**Tarefa do exercício A:**
Transcreva sem nenhuma alteração as linhas dos dados extraídos, começando pela linha que contém "reflection in the photo above." e seguindo até a última linha desses dados, com as duas extremidades incluídas. Deixe as imagens fora da resposta.

**Texto fornecido:**
A breve paz nas trincheiras

As comemorações da Trégua de Natal se multiplicam em seu centenário. Durante alguns dias, a Primeira Guerra Mundial parou

Guillermo Altares
Recreação neste sábado da trégua de Natal em Ploegsteert.
Recreação neste sábado da trégua de Natal em Ploegsteert.Virginia Mayo (AP)

Em dezembro de 1914, os soldados de todos os lados sabiam que a guerra seria muito mais longa do que pensavam e que teriam que passar o Natal no barro das trincheiras. Então, na noite de 24 de dezembro, um feito extraordinário aconteceu: uma trégua improvisada em várias linhas de frente. A chamada Trégua de Natal está sendo intensamente comemorada no centenário da Primeira Guerra Mundial, como o fim de um ano que lembra a loucura homicida que marcou o século XX.

**Dados extraídos:**
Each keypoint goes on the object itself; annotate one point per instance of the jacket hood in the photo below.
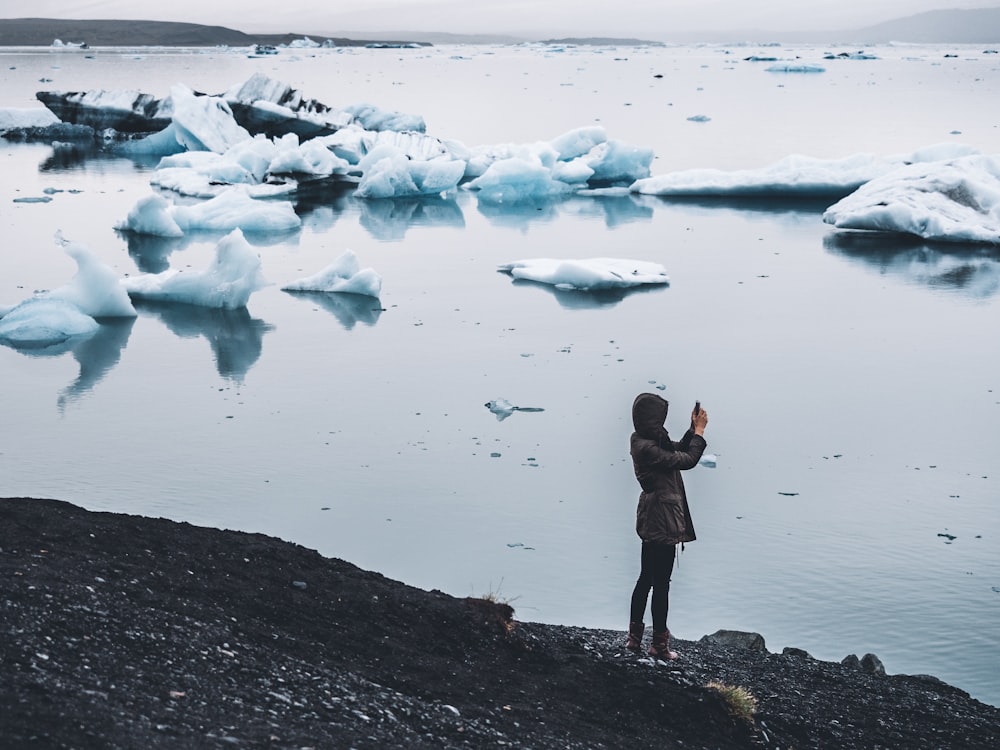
(649, 412)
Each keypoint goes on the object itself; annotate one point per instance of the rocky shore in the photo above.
(120, 631)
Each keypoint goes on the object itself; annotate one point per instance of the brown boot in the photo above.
(660, 647)
(635, 631)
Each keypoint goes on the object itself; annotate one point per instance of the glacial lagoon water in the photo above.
(852, 382)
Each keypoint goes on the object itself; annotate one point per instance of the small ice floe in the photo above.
(70, 311)
(233, 209)
(387, 172)
(795, 68)
(503, 408)
(955, 200)
(343, 275)
(14, 118)
(234, 275)
(592, 274)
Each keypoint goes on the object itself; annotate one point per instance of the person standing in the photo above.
(662, 519)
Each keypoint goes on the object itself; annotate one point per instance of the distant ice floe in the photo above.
(233, 209)
(227, 284)
(795, 68)
(17, 117)
(501, 408)
(343, 275)
(795, 175)
(593, 274)
(70, 312)
(957, 200)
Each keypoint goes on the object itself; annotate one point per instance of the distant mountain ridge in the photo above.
(38, 32)
(976, 26)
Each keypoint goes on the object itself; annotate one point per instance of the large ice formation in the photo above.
(591, 274)
(234, 275)
(343, 275)
(956, 200)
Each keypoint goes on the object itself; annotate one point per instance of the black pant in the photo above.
(657, 565)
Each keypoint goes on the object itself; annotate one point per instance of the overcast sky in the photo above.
(642, 18)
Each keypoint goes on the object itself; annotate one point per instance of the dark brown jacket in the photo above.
(663, 514)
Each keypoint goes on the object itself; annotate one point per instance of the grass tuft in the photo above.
(740, 700)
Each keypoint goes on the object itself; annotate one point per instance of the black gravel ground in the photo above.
(119, 631)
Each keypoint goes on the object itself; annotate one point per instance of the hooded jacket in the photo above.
(663, 514)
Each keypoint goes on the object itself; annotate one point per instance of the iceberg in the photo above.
(592, 274)
(18, 118)
(343, 275)
(232, 209)
(70, 312)
(371, 117)
(794, 175)
(41, 322)
(227, 284)
(956, 200)
(127, 111)
(388, 173)
(204, 123)
(517, 180)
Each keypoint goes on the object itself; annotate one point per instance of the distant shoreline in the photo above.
(42, 32)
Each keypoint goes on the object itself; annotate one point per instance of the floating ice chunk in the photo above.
(795, 68)
(793, 175)
(127, 111)
(12, 117)
(310, 158)
(95, 290)
(388, 173)
(587, 275)
(234, 275)
(578, 142)
(343, 275)
(232, 209)
(614, 161)
(516, 180)
(40, 322)
(954, 201)
(371, 117)
(152, 215)
(204, 123)
(503, 408)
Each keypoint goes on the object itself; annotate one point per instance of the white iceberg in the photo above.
(234, 275)
(371, 117)
(204, 123)
(14, 117)
(794, 175)
(517, 180)
(232, 209)
(957, 200)
(343, 275)
(592, 274)
(41, 322)
(70, 311)
(388, 173)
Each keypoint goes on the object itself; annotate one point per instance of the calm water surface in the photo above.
(852, 383)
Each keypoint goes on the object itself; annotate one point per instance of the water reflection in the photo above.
(96, 354)
(348, 309)
(388, 219)
(576, 299)
(235, 337)
(973, 270)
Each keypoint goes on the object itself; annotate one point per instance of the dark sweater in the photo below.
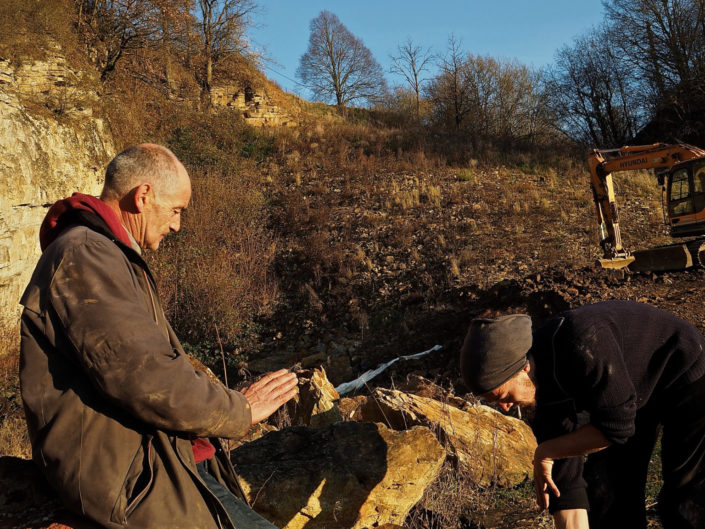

**Tarefa do exercício B:**
Dê continuidade ao texto sobre a Trégua de Natal de 1914 a partir do ponto em que ele termina.

**Resultado da tarefa A:**
Each keypoint goes on the object itself; annotate one point per instance of the water reflection in the photo above.
(96, 354)
(348, 309)
(388, 219)
(576, 299)
(235, 337)
(973, 270)
Each keypoint goes on the object itself; annotate one point per instance of the dark sweater in the photo below.

**Resultado da tarefa B:**
Desde o anúncio de Natal dos supermercados Sainsbury’s, que conseguiu 1,6 milhão de visualizações no YouTube, até um monumento inaugurado pelo presidente da FIFA, Michel Platini, passando por partidas de futebol entre soldados britânicos e alemães e reconstituições daquele momento na cidade belga de Ploegsteert, as comemorações da trégua se multiplicaram, como uma lembrança de que, em meio à loucura absoluta, houve um oásis de sanidade. Até o videogame bélico Verdun decretou sua própria trégua e os jogadores se enfrentarão até o fim do ano com bolas de neve em vez de balas.

“Lembro do silêncio, o misterioso silêncio”, afirmou Alfred Anderson, aquele que com certeza foi a última testemunha daquela trégua, em uma entrevista para o jornal The Guardian em 2004, quando tinha 108 anos. “Durante dois meses, a única coisa que havia escutado eram os bombardeios, disparos e vozes alemãs à distância.” A BBC realizou nos anos oitenta um emocionante documentário onde entrevistou três testemunhas daquele momento. Na época da entrevista tinham 80 anos, mas as lembranças ainda provocavam lágrimas. “Como em todo Natal, dedicarei uma parte de meus pensamentos àquilo. E lembrarei de meus amigos que nunca conseguiram voltar para casa”, acrescentou Anderson.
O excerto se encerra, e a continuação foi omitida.